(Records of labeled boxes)
● ● ● ● ● ● ●
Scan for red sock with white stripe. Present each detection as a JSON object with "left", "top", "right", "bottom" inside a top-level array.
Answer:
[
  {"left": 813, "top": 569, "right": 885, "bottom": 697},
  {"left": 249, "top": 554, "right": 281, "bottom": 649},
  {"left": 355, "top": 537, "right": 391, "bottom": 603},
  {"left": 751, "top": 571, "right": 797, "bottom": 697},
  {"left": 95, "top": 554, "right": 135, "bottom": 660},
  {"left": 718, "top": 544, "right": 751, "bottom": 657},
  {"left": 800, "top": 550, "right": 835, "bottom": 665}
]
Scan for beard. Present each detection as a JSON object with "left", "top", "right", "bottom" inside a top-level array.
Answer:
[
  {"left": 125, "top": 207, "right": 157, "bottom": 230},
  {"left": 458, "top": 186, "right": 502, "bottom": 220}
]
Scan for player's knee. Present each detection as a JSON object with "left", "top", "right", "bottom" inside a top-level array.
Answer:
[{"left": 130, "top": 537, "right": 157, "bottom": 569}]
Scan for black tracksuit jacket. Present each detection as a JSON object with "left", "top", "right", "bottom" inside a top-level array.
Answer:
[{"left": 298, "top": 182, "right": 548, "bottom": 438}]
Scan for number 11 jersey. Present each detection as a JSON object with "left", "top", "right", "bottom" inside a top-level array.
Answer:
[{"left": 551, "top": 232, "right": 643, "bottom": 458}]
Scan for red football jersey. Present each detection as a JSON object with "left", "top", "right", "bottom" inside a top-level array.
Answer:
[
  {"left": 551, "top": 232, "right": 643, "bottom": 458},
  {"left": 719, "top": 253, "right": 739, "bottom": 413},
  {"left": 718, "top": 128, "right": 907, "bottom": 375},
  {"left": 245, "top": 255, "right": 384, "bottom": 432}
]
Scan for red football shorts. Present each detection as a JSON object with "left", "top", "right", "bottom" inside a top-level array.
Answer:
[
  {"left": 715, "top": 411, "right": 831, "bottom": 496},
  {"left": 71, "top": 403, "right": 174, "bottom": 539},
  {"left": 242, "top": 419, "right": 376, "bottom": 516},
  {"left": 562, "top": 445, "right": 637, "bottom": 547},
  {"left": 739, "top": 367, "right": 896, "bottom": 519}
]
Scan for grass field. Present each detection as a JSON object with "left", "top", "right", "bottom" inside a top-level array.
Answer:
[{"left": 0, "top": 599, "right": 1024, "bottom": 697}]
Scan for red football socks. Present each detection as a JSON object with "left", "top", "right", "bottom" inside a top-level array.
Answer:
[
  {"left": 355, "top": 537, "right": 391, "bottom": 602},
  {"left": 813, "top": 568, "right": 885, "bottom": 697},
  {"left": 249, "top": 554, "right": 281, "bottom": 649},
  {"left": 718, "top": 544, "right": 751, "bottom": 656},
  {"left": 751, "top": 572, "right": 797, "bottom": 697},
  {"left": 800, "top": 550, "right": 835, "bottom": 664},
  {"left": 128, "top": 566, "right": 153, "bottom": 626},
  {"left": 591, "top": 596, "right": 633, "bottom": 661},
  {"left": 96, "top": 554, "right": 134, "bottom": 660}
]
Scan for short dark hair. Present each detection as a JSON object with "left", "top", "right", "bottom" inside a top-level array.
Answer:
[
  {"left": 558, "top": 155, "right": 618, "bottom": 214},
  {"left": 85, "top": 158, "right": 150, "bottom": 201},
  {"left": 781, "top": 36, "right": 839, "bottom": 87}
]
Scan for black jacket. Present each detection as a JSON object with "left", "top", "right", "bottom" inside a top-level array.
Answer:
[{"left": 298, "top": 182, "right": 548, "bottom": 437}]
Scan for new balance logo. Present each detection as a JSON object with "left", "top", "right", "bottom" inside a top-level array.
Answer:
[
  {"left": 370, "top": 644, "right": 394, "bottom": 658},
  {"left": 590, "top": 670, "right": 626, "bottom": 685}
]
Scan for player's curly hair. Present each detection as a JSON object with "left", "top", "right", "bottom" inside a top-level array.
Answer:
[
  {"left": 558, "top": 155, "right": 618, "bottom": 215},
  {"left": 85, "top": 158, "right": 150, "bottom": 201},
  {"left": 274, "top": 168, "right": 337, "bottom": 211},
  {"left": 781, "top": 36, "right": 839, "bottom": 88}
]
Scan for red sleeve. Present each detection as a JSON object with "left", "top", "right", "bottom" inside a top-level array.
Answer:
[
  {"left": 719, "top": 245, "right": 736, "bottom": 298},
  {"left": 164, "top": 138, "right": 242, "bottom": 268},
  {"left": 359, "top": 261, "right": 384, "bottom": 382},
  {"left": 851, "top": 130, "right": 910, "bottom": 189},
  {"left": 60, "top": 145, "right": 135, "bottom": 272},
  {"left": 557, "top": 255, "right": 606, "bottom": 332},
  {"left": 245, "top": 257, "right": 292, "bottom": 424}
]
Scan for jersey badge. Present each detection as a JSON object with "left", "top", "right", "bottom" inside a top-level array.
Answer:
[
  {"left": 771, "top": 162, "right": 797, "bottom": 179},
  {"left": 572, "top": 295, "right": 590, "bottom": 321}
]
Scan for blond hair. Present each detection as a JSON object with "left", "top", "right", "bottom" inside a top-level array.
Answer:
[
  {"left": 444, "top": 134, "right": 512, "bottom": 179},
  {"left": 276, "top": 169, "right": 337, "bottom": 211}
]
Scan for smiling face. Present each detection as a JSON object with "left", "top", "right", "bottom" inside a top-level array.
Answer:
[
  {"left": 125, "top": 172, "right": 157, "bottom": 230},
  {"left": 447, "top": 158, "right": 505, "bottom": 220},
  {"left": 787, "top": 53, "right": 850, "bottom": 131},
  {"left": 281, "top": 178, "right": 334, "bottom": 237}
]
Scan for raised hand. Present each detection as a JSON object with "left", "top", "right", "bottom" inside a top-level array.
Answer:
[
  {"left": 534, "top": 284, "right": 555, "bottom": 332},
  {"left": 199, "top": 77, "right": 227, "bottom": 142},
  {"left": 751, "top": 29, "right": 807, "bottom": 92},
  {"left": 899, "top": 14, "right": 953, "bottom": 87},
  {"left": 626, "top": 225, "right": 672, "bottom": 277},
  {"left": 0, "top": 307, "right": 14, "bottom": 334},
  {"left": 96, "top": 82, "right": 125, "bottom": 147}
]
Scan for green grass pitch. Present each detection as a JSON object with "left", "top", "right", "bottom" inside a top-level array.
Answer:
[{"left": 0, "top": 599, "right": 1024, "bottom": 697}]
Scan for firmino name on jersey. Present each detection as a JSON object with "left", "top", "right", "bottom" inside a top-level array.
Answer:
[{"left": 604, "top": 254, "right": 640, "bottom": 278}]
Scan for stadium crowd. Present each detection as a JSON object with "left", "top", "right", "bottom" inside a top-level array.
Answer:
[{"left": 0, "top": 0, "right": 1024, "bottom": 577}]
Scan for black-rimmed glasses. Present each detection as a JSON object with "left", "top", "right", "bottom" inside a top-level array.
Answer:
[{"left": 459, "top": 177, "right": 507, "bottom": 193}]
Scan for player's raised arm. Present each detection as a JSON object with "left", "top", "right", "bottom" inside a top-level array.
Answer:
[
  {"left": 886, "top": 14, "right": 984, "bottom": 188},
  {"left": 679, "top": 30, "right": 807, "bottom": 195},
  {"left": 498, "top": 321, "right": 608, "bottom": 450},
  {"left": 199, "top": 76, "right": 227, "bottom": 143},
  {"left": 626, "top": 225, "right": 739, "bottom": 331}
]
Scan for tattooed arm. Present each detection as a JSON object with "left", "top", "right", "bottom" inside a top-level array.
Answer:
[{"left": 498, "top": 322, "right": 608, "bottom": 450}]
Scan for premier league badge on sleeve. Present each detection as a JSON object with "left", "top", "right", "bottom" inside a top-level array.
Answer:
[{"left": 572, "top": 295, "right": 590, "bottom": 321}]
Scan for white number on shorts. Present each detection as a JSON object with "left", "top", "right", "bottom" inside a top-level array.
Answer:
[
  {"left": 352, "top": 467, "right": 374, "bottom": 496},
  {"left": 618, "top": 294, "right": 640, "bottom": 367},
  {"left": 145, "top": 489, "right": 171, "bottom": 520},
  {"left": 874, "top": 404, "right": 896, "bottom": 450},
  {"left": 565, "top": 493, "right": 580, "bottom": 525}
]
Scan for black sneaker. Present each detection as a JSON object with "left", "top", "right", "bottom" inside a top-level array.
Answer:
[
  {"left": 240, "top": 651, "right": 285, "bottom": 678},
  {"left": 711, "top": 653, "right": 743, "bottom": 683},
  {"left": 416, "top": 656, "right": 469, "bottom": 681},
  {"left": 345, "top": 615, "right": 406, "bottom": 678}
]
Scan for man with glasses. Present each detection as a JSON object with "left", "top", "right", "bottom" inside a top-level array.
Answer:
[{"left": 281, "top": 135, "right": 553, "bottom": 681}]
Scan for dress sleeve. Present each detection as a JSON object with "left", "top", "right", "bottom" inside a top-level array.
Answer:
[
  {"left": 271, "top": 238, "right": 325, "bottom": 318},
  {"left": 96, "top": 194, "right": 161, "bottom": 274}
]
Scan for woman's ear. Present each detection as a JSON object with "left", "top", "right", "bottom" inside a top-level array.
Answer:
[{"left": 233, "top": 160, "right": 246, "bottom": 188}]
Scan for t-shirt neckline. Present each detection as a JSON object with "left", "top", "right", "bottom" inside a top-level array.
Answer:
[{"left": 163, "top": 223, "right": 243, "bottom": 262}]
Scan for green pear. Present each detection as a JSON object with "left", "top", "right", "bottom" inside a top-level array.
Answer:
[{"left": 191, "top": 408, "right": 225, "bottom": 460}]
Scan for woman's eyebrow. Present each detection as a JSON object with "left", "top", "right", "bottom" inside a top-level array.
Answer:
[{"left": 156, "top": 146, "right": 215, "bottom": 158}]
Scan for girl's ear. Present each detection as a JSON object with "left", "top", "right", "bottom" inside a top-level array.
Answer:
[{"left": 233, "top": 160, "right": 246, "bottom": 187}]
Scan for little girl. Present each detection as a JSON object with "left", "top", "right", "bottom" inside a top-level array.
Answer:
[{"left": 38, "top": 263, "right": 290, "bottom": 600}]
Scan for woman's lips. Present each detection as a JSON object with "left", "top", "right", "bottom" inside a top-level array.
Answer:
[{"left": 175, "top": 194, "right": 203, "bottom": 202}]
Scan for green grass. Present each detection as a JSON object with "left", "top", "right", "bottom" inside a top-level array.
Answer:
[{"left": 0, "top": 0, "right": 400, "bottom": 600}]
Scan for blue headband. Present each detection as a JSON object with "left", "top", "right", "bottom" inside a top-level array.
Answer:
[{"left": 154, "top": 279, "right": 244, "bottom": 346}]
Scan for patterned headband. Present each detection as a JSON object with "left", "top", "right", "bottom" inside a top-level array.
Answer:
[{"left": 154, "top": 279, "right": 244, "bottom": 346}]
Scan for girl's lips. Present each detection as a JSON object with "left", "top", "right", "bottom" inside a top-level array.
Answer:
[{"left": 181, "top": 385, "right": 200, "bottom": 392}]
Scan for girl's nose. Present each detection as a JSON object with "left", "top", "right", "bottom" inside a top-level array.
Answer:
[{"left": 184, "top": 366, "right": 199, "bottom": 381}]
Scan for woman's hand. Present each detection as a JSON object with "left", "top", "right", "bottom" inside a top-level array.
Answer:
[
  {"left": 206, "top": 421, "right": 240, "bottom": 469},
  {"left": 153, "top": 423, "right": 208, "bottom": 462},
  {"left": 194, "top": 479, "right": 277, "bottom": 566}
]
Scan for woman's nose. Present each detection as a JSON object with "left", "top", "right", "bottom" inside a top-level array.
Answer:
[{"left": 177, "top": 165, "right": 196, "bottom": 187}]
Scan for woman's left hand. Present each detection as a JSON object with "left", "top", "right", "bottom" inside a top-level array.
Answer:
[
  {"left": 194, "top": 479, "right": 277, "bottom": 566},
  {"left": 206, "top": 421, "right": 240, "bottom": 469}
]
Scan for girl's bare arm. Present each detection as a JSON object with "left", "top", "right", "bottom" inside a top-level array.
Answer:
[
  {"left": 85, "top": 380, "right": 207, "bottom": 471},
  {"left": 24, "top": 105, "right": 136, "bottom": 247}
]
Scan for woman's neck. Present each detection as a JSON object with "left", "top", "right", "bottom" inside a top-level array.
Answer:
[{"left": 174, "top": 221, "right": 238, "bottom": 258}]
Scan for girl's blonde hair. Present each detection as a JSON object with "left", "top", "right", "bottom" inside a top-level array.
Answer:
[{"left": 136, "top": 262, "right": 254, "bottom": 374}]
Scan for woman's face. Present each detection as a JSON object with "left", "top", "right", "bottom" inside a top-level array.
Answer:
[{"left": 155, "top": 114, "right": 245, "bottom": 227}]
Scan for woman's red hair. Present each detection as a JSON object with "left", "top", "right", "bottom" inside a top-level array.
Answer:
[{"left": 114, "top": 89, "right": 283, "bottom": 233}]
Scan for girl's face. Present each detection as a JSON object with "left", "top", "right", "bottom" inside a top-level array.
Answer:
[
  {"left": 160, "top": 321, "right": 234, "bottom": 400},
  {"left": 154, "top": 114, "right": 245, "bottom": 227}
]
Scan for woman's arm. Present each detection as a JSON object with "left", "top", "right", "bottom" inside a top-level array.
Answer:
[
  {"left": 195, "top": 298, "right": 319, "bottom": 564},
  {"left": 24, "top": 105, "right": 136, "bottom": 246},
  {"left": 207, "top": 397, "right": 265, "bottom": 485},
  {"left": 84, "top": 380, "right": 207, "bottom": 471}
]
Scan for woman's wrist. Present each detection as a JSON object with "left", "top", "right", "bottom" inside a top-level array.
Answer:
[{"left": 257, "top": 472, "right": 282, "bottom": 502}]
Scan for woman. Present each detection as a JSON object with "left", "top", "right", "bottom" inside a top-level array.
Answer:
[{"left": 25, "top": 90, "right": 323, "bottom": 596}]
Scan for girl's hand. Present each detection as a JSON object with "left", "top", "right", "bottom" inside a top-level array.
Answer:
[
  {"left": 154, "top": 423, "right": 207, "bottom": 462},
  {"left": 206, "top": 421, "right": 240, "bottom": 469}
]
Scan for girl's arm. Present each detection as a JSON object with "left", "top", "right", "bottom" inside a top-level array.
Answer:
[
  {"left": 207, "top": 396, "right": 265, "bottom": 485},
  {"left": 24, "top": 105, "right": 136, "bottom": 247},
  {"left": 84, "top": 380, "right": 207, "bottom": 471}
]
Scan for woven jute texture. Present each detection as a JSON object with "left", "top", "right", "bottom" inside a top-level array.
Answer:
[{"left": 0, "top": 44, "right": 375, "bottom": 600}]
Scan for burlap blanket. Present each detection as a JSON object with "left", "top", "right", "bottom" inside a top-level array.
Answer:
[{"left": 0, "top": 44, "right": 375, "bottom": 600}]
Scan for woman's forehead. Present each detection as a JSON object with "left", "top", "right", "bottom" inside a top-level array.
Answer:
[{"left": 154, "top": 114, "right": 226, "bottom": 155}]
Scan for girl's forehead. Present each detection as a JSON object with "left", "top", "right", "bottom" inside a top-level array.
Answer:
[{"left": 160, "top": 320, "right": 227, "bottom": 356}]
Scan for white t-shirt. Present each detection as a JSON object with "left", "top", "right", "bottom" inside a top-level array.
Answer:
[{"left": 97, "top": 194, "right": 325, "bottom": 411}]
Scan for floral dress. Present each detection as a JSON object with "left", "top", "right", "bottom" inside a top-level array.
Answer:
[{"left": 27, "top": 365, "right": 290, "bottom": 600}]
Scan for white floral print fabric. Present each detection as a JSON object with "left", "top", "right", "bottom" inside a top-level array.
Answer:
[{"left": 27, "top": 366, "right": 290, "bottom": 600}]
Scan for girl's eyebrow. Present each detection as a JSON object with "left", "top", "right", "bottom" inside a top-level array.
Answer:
● ● ● ● ● ● ●
→ **WRITTEN REQUEST**
Please copy out the stretch from the line containing "Scan for girl's arm." through the end of the items, swapping "Scan for" for "Search for" and leaving everything else untouched.

→ **RIGHT ANSWER**
Search for girl's arm. Present each detection as a JSON object with "left", "top", "right", "bottom" inside a top-level array.
Answer:
[
  {"left": 207, "top": 396, "right": 265, "bottom": 485},
  {"left": 24, "top": 105, "right": 136, "bottom": 247},
  {"left": 84, "top": 380, "right": 207, "bottom": 471}
]
Search for woven jute texture. Present each detection as a JSON object with "left", "top", "right", "bottom" inside a top-level array.
Answer:
[{"left": 0, "top": 44, "right": 375, "bottom": 600}]
Search for burlap blanket. Present each detection as a JSON object with "left", "top", "right", "bottom" inside a top-level array.
Answer:
[{"left": 0, "top": 44, "right": 375, "bottom": 600}]
Search for woman's forehead. Present each detection as a JSON object with "left", "top", "right", "bottom" inside a top-level array.
Answer:
[{"left": 154, "top": 114, "right": 226, "bottom": 155}]
Search for girl's forehead. Present each detection as a JSON object with "left", "top", "right", "bottom" inside a top-level array.
Answer:
[{"left": 160, "top": 320, "right": 227, "bottom": 356}]
Search for white t-shirt. Present each detection as a JSON object with "left", "top", "right", "bottom" inside a top-level array.
Answer:
[{"left": 97, "top": 194, "right": 325, "bottom": 411}]
Search for floral dress. Present each detection as a JSON object with "left", "top", "right", "bottom" inside a top-level array.
Answer:
[{"left": 27, "top": 365, "right": 290, "bottom": 600}]
Search for white floral print fabric. Present each detection as a JSON object with "left", "top", "right", "bottom" inside a top-level array.
Answer:
[{"left": 27, "top": 366, "right": 290, "bottom": 600}]
Search for girl's eyebrow. Present each detection as a JSON object with "left", "top", "right", "bottom" inside a top-level array.
Answer:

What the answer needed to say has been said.